Raw records
-----

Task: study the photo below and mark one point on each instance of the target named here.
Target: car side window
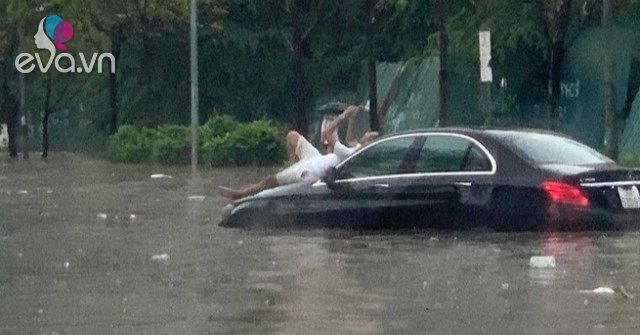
(384, 158)
(451, 154)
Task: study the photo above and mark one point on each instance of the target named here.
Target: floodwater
(88, 247)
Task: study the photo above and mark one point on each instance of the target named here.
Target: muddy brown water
(169, 269)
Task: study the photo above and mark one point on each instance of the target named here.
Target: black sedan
(457, 178)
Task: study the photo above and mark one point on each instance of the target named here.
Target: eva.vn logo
(53, 34)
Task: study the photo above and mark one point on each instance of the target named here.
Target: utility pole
(194, 87)
(443, 46)
(486, 77)
(609, 105)
(23, 110)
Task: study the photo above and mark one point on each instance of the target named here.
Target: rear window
(552, 149)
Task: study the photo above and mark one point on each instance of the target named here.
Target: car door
(365, 191)
(452, 173)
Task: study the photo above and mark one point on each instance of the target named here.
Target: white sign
(53, 34)
(4, 136)
(486, 75)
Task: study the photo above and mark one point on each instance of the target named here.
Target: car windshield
(552, 149)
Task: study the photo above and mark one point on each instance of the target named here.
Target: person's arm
(327, 133)
(349, 138)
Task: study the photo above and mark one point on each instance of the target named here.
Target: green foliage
(171, 145)
(223, 141)
(254, 143)
(632, 160)
(258, 142)
(132, 144)
(218, 126)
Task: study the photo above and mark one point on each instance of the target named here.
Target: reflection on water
(64, 269)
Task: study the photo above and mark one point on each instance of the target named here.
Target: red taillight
(564, 193)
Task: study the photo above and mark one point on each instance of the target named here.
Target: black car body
(457, 178)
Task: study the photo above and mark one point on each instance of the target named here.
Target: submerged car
(457, 178)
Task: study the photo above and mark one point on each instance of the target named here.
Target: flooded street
(88, 247)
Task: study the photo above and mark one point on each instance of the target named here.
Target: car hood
(283, 191)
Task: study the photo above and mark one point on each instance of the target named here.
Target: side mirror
(330, 178)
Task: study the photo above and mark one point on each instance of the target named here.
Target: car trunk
(609, 187)
(615, 189)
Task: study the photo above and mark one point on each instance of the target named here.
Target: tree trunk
(297, 67)
(557, 57)
(443, 10)
(114, 103)
(557, 19)
(374, 120)
(45, 119)
(610, 129)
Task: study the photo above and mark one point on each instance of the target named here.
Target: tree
(557, 15)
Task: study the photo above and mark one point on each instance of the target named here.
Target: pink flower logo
(58, 30)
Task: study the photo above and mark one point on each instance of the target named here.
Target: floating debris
(542, 262)
(624, 293)
(161, 176)
(600, 290)
(160, 257)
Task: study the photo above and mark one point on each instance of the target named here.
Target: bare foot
(229, 193)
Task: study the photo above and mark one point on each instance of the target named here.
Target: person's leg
(292, 143)
(229, 193)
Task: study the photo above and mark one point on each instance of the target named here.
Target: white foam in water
(161, 257)
(160, 176)
(542, 262)
(600, 290)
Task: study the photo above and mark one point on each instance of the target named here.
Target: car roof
(495, 133)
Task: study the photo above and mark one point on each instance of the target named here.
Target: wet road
(158, 264)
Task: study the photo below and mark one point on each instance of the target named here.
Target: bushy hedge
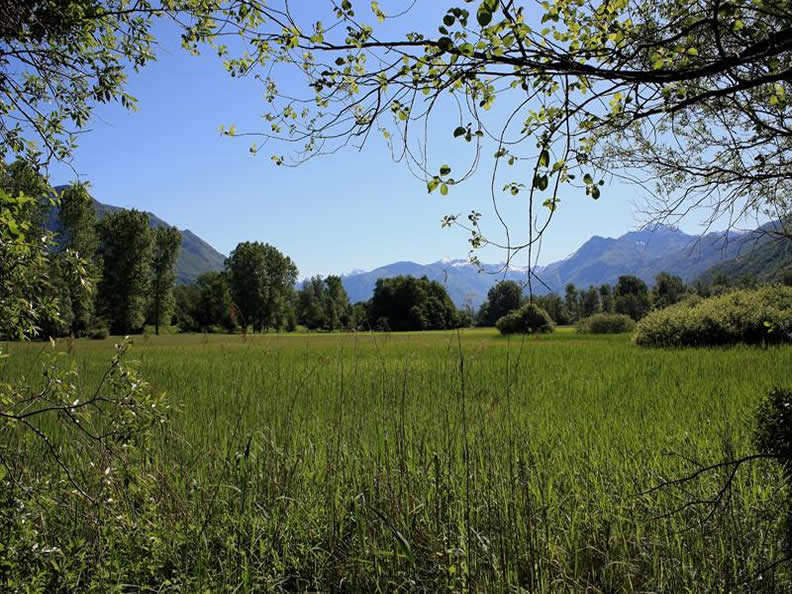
(752, 316)
(528, 319)
(606, 323)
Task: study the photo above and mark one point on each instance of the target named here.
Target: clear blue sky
(352, 210)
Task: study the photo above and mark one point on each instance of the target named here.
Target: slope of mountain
(195, 257)
(763, 255)
(644, 254)
(598, 261)
(463, 281)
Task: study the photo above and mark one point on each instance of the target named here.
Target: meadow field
(432, 461)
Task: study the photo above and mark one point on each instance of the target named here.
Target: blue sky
(351, 210)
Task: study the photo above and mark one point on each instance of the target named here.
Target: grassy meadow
(433, 461)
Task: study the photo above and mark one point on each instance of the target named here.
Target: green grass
(393, 462)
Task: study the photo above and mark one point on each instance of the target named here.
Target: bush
(751, 316)
(528, 319)
(605, 323)
(99, 333)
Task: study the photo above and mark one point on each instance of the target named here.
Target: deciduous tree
(126, 249)
(167, 242)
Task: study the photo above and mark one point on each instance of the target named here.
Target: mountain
(763, 255)
(195, 257)
(600, 260)
(645, 254)
(462, 280)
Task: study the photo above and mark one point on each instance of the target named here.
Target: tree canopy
(690, 99)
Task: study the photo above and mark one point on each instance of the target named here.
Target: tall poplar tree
(167, 241)
(126, 247)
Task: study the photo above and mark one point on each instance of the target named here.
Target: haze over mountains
(602, 260)
(598, 261)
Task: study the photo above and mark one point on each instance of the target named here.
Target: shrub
(529, 318)
(99, 333)
(752, 316)
(606, 323)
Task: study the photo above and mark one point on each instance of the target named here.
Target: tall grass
(436, 461)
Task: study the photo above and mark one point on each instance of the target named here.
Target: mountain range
(195, 256)
(600, 260)
(645, 253)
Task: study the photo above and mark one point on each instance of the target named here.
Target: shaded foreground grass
(434, 461)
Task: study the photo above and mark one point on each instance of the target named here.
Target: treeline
(129, 264)
(256, 290)
(630, 296)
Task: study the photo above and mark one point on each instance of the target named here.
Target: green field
(434, 461)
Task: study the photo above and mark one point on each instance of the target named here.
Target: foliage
(59, 59)
(504, 298)
(752, 316)
(554, 306)
(167, 241)
(605, 323)
(77, 221)
(324, 304)
(664, 92)
(406, 303)
(74, 468)
(631, 297)
(668, 290)
(261, 280)
(529, 319)
(126, 250)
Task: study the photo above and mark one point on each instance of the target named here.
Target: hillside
(463, 281)
(599, 260)
(762, 255)
(195, 257)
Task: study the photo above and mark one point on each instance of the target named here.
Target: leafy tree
(186, 298)
(529, 319)
(24, 271)
(262, 281)
(631, 297)
(311, 313)
(126, 249)
(590, 303)
(409, 303)
(606, 299)
(214, 301)
(554, 306)
(59, 59)
(77, 223)
(636, 85)
(167, 241)
(338, 314)
(572, 302)
(23, 178)
(505, 297)
(668, 290)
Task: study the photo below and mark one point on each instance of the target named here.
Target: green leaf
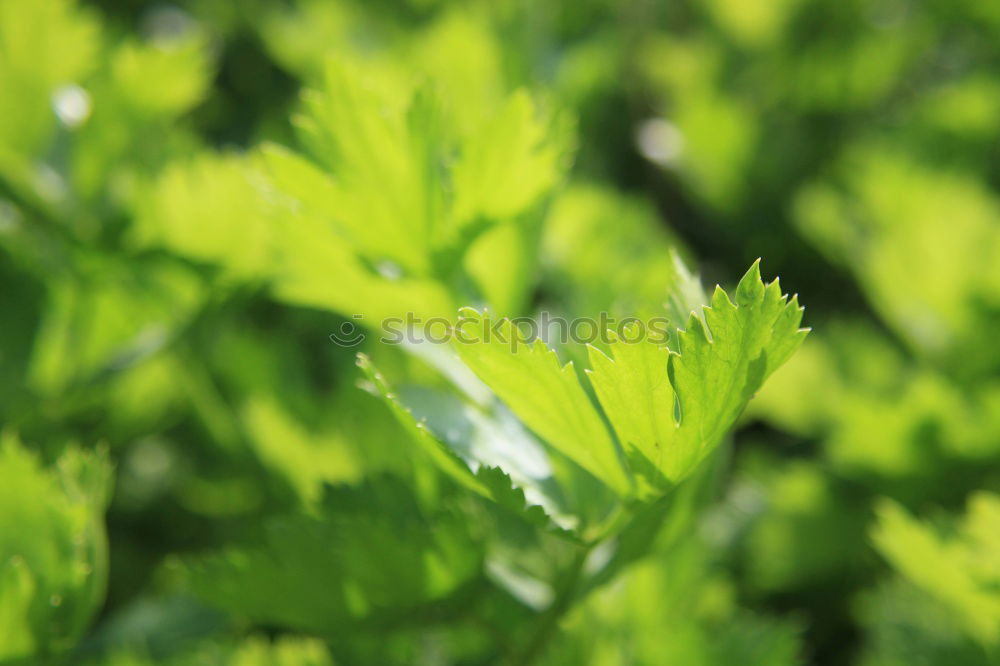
(961, 571)
(545, 394)
(723, 360)
(53, 549)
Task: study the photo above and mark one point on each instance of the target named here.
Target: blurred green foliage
(195, 197)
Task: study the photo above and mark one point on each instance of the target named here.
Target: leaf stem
(549, 621)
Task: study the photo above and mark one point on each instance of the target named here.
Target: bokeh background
(159, 329)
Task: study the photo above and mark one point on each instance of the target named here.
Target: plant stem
(549, 621)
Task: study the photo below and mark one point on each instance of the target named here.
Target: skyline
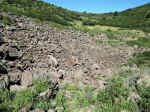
(97, 6)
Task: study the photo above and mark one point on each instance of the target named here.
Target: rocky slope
(30, 50)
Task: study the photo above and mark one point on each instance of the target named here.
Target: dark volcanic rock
(2, 41)
(3, 69)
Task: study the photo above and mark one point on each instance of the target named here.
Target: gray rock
(26, 79)
(52, 61)
(4, 82)
(25, 109)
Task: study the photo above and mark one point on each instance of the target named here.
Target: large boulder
(16, 88)
(26, 79)
(46, 94)
(2, 41)
(15, 77)
(13, 53)
(3, 69)
(4, 82)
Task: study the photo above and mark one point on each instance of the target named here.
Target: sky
(98, 6)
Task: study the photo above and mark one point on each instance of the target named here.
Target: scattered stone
(52, 61)
(26, 79)
(13, 53)
(51, 110)
(4, 82)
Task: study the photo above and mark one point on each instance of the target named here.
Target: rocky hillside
(32, 51)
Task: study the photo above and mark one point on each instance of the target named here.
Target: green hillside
(39, 10)
(136, 18)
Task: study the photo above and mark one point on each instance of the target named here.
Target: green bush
(144, 93)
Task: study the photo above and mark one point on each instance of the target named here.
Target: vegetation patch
(140, 59)
(140, 42)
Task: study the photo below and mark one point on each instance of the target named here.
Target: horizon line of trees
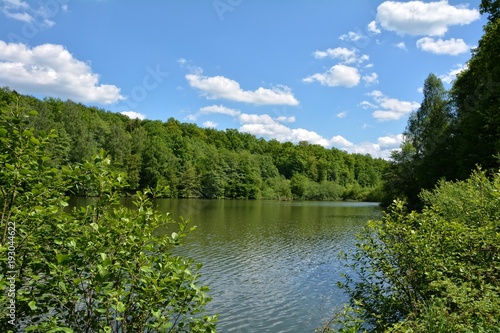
(436, 268)
(196, 162)
(454, 131)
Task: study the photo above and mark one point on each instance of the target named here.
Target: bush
(99, 268)
(434, 271)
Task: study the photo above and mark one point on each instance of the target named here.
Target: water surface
(271, 266)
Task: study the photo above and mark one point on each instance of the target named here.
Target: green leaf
(146, 269)
(61, 329)
(62, 257)
(34, 140)
(32, 305)
(120, 307)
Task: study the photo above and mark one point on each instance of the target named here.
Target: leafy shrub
(434, 271)
(99, 268)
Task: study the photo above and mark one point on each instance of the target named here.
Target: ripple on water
(274, 279)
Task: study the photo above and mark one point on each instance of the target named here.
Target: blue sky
(342, 74)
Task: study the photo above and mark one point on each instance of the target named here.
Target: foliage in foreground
(434, 271)
(99, 268)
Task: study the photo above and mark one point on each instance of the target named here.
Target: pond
(272, 266)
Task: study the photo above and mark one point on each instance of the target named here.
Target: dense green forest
(453, 132)
(433, 263)
(199, 162)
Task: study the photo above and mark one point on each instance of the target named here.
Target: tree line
(433, 263)
(196, 162)
(454, 131)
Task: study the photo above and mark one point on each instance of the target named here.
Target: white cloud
(389, 108)
(134, 115)
(351, 36)
(264, 125)
(373, 27)
(345, 55)
(337, 75)
(24, 12)
(209, 124)
(370, 79)
(421, 18)
(438, 46)
(51, 70)
(390, 141)
(214, 109)
(283, 119)
(402, 46)
(217, 87)
(220, 109)
(452, 74)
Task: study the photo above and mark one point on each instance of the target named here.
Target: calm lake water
(271, 266)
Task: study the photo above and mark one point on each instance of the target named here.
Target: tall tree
(476, 98)
(428, 131)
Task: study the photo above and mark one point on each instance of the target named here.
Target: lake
(271, 266)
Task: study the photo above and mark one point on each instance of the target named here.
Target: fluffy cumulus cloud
(370, 79)
(387, 108)
(438, 46)
(40, 16)
(209, 124)
(134, 115)
(220, 87)
(382, 148)
(264, 125)
(344, 55)
(373, 27)
(337, 75)
(401, 45)
(352, 36)
(50, 69)
(423, 18)
(452, 74)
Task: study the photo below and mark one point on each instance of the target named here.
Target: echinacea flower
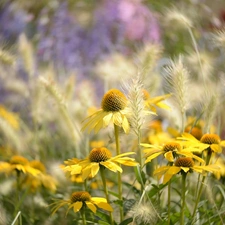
(100, 157)
(113, 111)
(81, 199)
(18, 164)
(211, 141)
(184, 165)
(170, 150)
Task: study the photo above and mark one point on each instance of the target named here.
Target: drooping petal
(125, 125)
(112, 166)
(216, 148)
(153, 156)
(94, 169)
(77, 206)
(91, 206)
(126, 161)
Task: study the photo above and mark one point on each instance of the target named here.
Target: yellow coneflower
(184, 165)
(169, 150)
(211, 141)
(113, 104)
(19, 164)
(100, 157)
(81, 199)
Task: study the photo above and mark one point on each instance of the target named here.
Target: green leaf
(127, 221)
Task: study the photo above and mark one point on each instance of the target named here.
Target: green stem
(102, 171)
(116, 132)
(169, 194)
(183, 197)
(83, 217)
(201, 187)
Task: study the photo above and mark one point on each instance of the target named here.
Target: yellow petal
(125, 125)
(77, 206)
(216, 148)
(94, 169)
(105, 206)
(153, 156)
(112, 166)
(91, 206)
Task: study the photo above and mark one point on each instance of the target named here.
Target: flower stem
(169, 193)
(183, 197)
(201, 187)
(116, 131)
(83, 217)
(102, 171)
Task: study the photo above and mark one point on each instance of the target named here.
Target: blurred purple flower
(13, 22)
(115, 22)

-----

Exercise objective
Gather every line of the data above that contains the string "person". Case matters.

Final answer
Target: person's arm
Target: person's leg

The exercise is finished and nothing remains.